Task to complete —
Reproduce the data below without changes, everything from the line that contains "Task: Could you identify the large" down to the line that contains "<point>59,746</point>", with both of those lines included. Output only those lines.
------------------------------------------------
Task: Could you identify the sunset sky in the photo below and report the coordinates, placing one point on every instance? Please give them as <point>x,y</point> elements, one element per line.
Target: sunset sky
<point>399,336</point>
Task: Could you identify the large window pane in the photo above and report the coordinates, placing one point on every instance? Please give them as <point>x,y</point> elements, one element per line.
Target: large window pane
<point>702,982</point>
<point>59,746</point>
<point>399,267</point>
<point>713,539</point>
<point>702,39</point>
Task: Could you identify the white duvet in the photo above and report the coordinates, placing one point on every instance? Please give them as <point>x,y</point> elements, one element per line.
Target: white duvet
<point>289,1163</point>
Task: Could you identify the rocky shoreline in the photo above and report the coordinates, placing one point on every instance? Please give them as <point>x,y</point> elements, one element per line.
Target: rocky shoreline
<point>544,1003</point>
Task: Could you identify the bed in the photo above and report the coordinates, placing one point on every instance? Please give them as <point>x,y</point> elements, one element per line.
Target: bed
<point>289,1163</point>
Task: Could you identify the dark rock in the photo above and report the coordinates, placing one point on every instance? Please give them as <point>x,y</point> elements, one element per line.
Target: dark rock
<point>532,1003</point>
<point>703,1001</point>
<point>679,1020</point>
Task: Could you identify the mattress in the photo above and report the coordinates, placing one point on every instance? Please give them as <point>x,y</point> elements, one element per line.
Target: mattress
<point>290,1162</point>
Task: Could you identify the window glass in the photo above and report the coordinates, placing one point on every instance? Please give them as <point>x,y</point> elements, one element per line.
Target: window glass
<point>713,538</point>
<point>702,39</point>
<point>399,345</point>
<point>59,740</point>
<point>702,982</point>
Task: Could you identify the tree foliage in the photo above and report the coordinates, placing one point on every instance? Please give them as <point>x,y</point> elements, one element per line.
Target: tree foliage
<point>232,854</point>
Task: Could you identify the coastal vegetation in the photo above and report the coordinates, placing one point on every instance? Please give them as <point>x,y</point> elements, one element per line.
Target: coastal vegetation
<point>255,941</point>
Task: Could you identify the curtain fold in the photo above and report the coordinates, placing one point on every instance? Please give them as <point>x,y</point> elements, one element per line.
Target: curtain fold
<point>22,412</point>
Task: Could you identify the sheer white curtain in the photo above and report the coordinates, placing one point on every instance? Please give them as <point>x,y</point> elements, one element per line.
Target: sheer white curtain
------------------------------------------------
Exercise solution —
Task: Could you identify the large window pane in the photo above and report the coordinates, placing one point on every instance? Please give them as <point>x,y</point> elements, one element per line.
Target: large window pane
<point>702,982</point>
<point>59,746</point>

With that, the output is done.